-- DIRECTIONS FOR THIS TASK --
Every line below should be copied out exactly.

-- DATASET RECORDS --
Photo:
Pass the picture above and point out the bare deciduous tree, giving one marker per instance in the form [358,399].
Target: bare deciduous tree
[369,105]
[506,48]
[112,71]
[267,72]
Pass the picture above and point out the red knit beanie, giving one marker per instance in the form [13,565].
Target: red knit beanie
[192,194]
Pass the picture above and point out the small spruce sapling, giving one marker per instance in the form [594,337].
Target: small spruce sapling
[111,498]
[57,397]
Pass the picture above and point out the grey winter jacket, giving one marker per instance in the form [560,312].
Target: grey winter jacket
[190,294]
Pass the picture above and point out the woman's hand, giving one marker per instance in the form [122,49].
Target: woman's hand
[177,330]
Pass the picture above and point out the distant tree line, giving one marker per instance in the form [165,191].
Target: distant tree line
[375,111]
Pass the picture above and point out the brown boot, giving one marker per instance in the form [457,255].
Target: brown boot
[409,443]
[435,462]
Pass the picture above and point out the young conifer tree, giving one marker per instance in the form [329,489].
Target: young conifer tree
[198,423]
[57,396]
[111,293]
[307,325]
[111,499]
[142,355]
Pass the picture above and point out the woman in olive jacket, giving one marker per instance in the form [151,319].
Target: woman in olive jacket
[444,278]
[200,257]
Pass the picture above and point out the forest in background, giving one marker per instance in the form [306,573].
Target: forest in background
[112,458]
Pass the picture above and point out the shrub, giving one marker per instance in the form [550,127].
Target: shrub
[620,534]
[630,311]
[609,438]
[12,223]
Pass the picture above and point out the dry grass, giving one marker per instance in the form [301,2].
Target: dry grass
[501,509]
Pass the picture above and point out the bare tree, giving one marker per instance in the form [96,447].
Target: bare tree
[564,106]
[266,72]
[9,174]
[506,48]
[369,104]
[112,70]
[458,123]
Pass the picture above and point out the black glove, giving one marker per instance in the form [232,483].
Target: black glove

-- ANSWER FOR THE TASK --
Photo:
Pass the picture above and point out the bare deciduous tree, giving one marker per instance in the form [358,399].
Target: bare deciduous tree
[369,105]
[506,48]
[112,71]
[267,72]
Pass the picture above and point out the red knit beanie, giving one marker per instance in the form [13,565].
Target: red knit beanie
[192,194]
Pass the picture above and point out the small spruce sapling, giving one marker per instance in the form [594,337].
Target: small spruce sapling
[111,498]
[57,397]
Pass the picture above and point out the grey winter jacket, giving one marker per instance in the form [560,312].
Target: grey winter jacket
[190,294]
Pass the picture above and point out the woman's hand, giving one marker per instance in the form [122,49].
Target: woman's hand
[177,330]
Pass the picture above and point out the distant tree line, giving one marker per instance in the form [165,191].
Target: distant tree line
[375,111]
Pass the picture above and point out the brown boot, giving one marker per instance in the form [457,255].
Target: brown boot
[409,443]
[435,462]
Pass the picture above and point out the young conifer tree, giving one marker per instance in the form [329,489].
Target: young conifer tree
[198,423]
[57,396]
[111,293]
[307,325]
[111,499]
[142,355]
Pass the picture above and point out the woman in olive jacket, giving one marker per instance in the form [151,319].
Target: woman in olive jacket
[444,278]
[200,257]
Pass the picture above and point out the forest in background, giving one marker per instance in the form [306,573].
Target: forest in background
[112,458]
Pass the picture above and point out the shrub, giving one marker per instance in the form [550,127].
Target: shrub
[620,534]
[630,311]
[609,438]
[12,223]
Pass the picture above and point out the dry grass, giving one marker per instance in the form [301,2].
Target: dry grass
[501,509]
Pass the picture above and point out the bare tree, giving one marker per instance in the form [96,447].
Target: bare tree
[564,106]
[266,72]
[9,174]
[506,48]
[369,104]
[112,70]
[458,123]
Pass the picture above and point out the black glove, giving one marker per instance in the form [232,483].
Target: black glove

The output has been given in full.